Reproduce the entries that follow precisely, setting aside any images.
Records for this task START
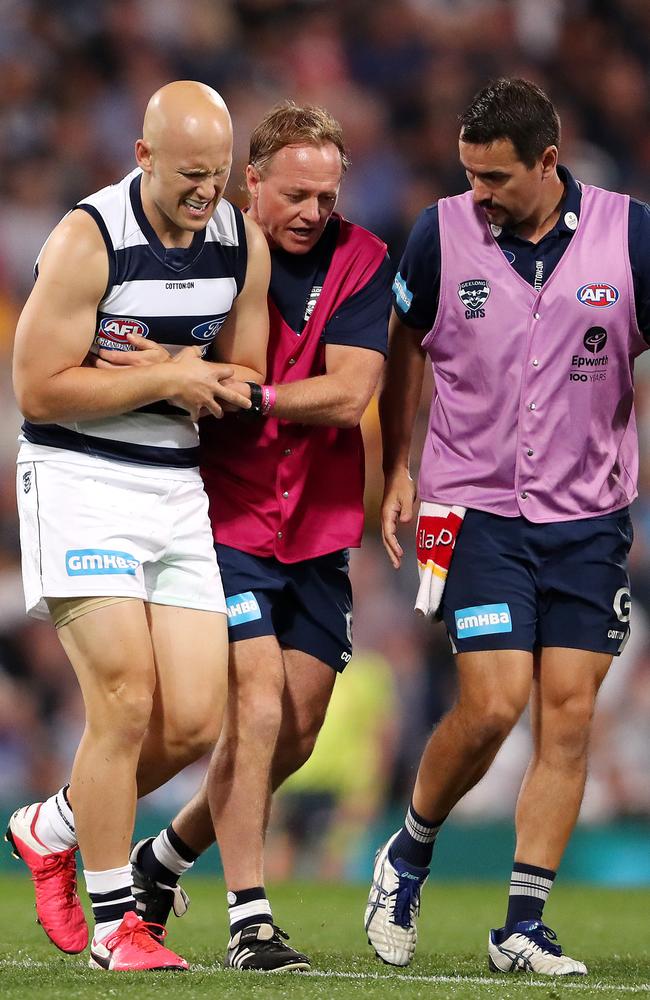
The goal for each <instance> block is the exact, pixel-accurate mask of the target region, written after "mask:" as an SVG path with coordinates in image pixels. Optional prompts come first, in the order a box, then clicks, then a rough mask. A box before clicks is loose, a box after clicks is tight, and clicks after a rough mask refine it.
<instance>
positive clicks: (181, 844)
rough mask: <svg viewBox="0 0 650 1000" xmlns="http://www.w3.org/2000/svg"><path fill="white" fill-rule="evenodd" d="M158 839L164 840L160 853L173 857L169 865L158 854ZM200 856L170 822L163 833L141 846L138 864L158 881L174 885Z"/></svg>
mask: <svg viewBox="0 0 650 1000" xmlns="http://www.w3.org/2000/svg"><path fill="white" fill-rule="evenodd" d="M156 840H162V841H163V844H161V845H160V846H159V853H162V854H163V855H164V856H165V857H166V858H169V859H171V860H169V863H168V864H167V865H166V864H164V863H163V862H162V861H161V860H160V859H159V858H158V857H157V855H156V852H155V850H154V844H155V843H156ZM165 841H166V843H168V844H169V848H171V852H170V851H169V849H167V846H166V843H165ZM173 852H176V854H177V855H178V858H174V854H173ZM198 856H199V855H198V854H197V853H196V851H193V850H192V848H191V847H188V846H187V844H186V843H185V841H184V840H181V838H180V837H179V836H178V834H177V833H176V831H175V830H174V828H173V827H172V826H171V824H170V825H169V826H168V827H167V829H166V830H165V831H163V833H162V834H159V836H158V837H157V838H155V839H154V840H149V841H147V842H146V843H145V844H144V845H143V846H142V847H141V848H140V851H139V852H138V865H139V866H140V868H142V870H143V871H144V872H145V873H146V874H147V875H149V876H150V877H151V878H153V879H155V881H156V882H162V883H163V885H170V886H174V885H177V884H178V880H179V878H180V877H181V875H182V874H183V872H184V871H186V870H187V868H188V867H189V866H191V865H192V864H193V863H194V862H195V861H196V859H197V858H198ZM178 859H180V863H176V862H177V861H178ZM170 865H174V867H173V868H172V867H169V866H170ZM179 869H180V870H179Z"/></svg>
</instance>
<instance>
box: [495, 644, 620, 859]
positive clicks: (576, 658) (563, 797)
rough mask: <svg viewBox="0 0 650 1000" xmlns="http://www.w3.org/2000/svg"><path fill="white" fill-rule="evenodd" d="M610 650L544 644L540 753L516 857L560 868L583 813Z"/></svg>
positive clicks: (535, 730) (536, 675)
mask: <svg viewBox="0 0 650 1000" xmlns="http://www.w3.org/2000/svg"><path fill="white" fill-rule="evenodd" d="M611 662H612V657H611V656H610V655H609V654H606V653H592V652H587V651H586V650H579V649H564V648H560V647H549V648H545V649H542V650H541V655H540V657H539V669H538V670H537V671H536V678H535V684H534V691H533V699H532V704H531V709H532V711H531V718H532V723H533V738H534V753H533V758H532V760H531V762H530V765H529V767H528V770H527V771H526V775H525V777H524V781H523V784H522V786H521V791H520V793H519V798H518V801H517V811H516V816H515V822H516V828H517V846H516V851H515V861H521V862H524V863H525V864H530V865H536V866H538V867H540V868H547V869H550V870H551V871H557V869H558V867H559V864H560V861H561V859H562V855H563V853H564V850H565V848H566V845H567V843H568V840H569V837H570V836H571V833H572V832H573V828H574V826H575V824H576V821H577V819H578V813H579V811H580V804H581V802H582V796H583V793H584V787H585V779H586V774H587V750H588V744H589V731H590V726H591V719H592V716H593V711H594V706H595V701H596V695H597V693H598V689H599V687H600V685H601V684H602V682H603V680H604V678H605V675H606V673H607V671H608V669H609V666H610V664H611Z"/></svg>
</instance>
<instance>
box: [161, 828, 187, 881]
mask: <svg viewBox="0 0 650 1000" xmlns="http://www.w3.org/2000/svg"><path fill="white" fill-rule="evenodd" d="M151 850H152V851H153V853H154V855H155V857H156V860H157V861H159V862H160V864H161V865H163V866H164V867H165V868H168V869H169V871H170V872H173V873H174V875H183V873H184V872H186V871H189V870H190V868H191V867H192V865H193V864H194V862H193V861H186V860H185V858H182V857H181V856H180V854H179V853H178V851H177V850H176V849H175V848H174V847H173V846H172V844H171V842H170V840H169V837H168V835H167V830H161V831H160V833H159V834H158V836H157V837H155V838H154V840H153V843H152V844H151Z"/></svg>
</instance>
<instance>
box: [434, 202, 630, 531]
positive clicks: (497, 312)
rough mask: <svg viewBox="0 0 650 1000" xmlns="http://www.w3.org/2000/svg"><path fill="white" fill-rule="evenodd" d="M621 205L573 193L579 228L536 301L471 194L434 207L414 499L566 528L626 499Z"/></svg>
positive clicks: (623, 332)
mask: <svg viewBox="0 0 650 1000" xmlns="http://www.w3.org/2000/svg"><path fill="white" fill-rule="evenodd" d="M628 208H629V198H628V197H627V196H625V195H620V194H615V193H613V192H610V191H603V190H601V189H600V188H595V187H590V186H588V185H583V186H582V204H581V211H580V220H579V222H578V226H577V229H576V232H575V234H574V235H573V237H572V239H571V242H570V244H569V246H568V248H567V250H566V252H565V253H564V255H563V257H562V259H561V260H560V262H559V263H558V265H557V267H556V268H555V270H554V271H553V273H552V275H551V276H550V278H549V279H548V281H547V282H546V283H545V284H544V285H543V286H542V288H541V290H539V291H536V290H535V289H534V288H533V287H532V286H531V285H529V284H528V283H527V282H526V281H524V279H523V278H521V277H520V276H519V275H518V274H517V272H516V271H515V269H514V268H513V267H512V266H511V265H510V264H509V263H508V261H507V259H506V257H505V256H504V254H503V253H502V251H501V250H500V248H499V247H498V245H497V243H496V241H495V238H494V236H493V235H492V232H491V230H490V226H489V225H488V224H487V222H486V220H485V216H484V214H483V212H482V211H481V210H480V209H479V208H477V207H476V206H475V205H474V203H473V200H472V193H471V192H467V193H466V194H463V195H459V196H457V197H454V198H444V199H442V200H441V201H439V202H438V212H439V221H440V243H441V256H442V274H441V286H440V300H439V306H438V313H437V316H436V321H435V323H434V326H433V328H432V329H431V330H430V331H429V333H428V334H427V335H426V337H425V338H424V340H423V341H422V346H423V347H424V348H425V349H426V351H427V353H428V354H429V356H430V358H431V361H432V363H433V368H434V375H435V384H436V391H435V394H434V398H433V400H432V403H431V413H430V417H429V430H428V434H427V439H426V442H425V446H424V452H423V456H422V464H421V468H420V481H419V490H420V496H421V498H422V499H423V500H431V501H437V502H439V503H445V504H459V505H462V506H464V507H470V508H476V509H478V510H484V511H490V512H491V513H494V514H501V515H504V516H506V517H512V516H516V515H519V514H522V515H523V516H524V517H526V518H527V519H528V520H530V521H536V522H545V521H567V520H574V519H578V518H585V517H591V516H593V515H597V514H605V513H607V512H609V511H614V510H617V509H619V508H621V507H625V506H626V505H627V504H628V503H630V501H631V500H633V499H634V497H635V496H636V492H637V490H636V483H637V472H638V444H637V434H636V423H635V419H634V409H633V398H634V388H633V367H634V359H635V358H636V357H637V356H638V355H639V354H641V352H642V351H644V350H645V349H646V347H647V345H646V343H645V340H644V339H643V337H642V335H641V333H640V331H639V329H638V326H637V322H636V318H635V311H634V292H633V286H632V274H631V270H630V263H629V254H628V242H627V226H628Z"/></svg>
Records for this task END
# Response area:
The goal for each <instance> block is the exact, pixel-accurate mask of the target region, written after "mask:" as an SVG path with coordinates in image pixels. Optional prompts come first, in the order a box, then clicks, then a rough mask. A box before clicks is loose, a box after clicks is tight, and clicks after a rough mask refine it.
<instance>
positive clicks: (181, 844)
rough mask: <svg viewBox="0 0 650 1000" xmlns="http://www.w3.org/2000/svg"><path fill="white" fill-rule="evenodd" d="M158 839L164 840L160 853L173 857L169 865L158 854ZM200 856L170 822L163 833L141 846L138 864L158 881L174 885Z"/></svg>
mask: <svg viewBox="0 0 650 1000" xmlns="http://www.w3.org/2000/svg"><path fill="white" fill-rule="evenodd" d="M156 840H162V841H163V844H161V845H160V846H159V853H162V854H163V855H164V856H165V857H166V858H169V859H171V860H169V863H168V864H167V865H166V864H164V863H163V862H162V861H161V860H160V859H159V858H158V857H157V855H156V852H155V850H154V844H155V843H156ZM165 841H166V843H168V844H169V848H171V852H170V851H169V849H167V846H166V843H165ZM173 852H176V854H177V855H178V858H174V854H173ZM198 856H199V855H198V854H197V853H196V851H193V850H192V848H191V847H188V846H187V844H186V843H185V841H184V840H181V838H180V837H179V836H178V834H177V833H176V831H175V830H174V828H173V827H172V826H171V824H170V825H169V826H168V827H167V829H166V830H165V831H163V833H162V834H159V836H158V837H157V838H155V839H154V840H149V841H147V842H146V843H145V844H144V845H143V846H142V847H141V848H140V851H139V852H138V865H139V866H140V868H142V870H143V871H144V872H145V873H146V874H147V875H149V876H150V877H151V878H153V879H155V881H156V882H162V883H163V885H170V886H174V885H177V884H178V880H179V878H180V877H181V875H182V874H183V872H184V871H186V870H187V868H188V867H189V866H191V865H192V864H193V863H194V862H195V861H196V859H197V858H198ZM178 859H180V863H176V862H177V861H178ZM170 865H174V867H173V868H172V867H169V866H170ZM179 869H180V870H179Z"/></svg>
</instance>
<instance>
box: [495, 644, 620, 859]
positive clicks: (576, 658) (563, 797)
rough mask: <svg viewBox="0 0 650 1000" xmlns="http://www.w3.org/2000/svg"><path fill="white" fill-rule="evenodd" d="M610 650L544 644L540 753L516 857L560 868L583 813Z"/></svg>
positive clicks: (535, 730) (536, 675)
mask: <svg viewBox="0 0 650 1000" xmlns="http://www.w3.org/2000/svg"><path fill="white" fill-rule="evenodd" d="M611 662H612V657H611V656H610V655H609V654H606V653H592V652H587V651H586V650H579V649H564V648H560V647H549V648H545V649H542V650H541V655H540V657H539V669H538V670H537V671H536V678H535V684H534V691H533V699H532V704H531V709H532V711H531V718H532V723H533V738H534V753H533V758H532V760H531V762H530V765H529V767H528V770H527V771H526V775H525V777H524V781H523V784H522V786H521V791H520V793H519V798H518V801H517V811H516V816H515V822H516V828H517V846H516V851H515V861H521V862H524V863H525V864H530V865H536V866H538V867H540V868H547V869H550V870H551V871H557V869H558V867H559V864H560V861H561V859H562V855H563V853H564V850H565V848H566V845H567V843H568V840H569V837H570V836H571V833H572V832H573V828H574V826H575V824H576V821H577V819H578V813H579V811H580V804H581V802H582V796H583V793H584V787H585V779H586V774H587V750H588V744H589V731H590V726H591V719H592V716H593V711H594V706H595V701H596V695H597V693H598V689H599V687H600V685H601V684H602V682H603V680H604V678H605V675H606V673H607V671H608V669H609V666H610V664H611Z"/></svg>
</instance>
<instance>
box: [161, 828, 187, 881]
mask: <svg viewBox="0 0 650 1000" xmlns="http://www.w3.org/2000/svg"><path fill="white" fill-rule="evenodd" d="M151 850H152V851H153V853H154V855H155V857H156V860H157V861H159V862H160V864H161V865H163V866H164V867H165V868H168V869H169V871H170V872H173V873H174V875H183V873H184V872H186V871H189V870H190V868H191V867H192V865H193V864H194V862H193V861H186V860H185V858H182V857H181V856H180V854H179V853H178V851H177V850H176V849H175V848H174V847H173V846H172V844H171V842H170V840H169V837H168V835H167V830H161V831H160V833H159V834H158V836H157V837H155V838H154V840H153V843H152V844H151Z"/></svg>
</instance>
<instance>
box: [434, 202, 630, 531]
positive clicks: (497, 312)
rough mask: <svg viewBox="0 0 650 1000" xmlns="http://www.w3.org/2000/svg"><path fill="white" fill-rule="evenodd" d="M621 205L573 193L579 228L536 301L471 194L434 207L414 499L566 528L626 499Z"/></svg>
positive clicks: (623, 332)
mask: <svg viewBox="0 0 650 1000" xmlns="http://www.w3.org/2000/svg"><path fill="white" fill-rule="evenodd" d="M628 208H629V198H628V197H627V196H625V195H620V194H615V193H613V192H610V191H603V190H601V189H600V188H595V187H590V186H588V185H583V186H582V204H581V211H580V220H579V222H578V226H577V229H576V232H575V234H574V235H573V237H572V239H571V242H570V244H569V246H568V248H567V250H566V252H565V253H564V255H563V257H562V259H561V260H560V262H559V263H558V265H557V267H556V268H555V270H554V271H553V273H552V275H551V276H550V278H549V279H548V281H547V282H546V283H545V284H544V285H543V286H542V288H541V290H539V291H536V290H535V289H534V288H533V287H532V286H531V285H529V284H528V283H527V282H526V281H524V279H523V278H521V277H520V276H519V275H518V274H517V272H516V271H515V269H514V268H513V267H512V266H511V265H510V264H509V263H508V261H507V259H506V257H505V256H504V254H503V253H502V251H501V250H500V248H499V247H498V245H497V243H496V241H495V238H494V236H493V235H492V232H491V230H490V226H489V225H488V224H487V222H486V220H485V216H484V214H483V212H482V211H481V210H480V209H479V208H477V207H476V206H475V205H474V203H473V200H472V193H471V192H467V193H466V194H463V195H459V196H457V197H454V198H444V199H442V200H441V201H439V202H438V212H439V221H440V243H441V256H442V274H441V286H440V300H439V306H438V313H437V316H436V321H435V323H434V326H433V328H432V329H431V330H430V331H429V333H428V334H427V335H426V337H425V338H424V340H423V341H422V346H423V347H424V348H425V349H426V351H427V353H428V354H429V356H430V358H431V361H432V363H433V368H434V375H435V384H436V391H435V394H434V398H433V400H432V403H431V413H430V417H429V430H428V434H427V439H426V442H425V446H424V452H423V456H422V464H421V468H420V481H419V490H420V496H421V498H422V499H423V500H431V501H437V502H439V503H445V504H459V505H462V506H464V507H470V508H476V509H478V510H484V511H490V512H491V513H494V514H501V515H504V516H506V517H512V516H516V515H519V514H522V515H523V516H524V517H526V518H527V519H528V520H530V521H536V522H545V521H567V520H574V519H578V518H585V517H591V516H593V515H597V514H605V513H607V512H609V511H614V510H617V509H619V508H621V507H625V506H626V505H627V504H628V503H630V501H631V500H633V499H634V497H635V496H636V492H637V490H636V483H637V472H638V444H637V434H636V423H635V419H634V409H633V398H634V388H633V367H634V359H635V358H636V357H637V356H638V355H639V354H641V352H642V351H644V350H645V349H646V347H647V345H646V343H645V340H644V339H643V337H642V335H641V333H640V331H639V329H638V326H637V322H636V318H635V311H634V292H633V286H632V274H631V270H630V263H629V254H628V242H627V226H628Z"/></svg>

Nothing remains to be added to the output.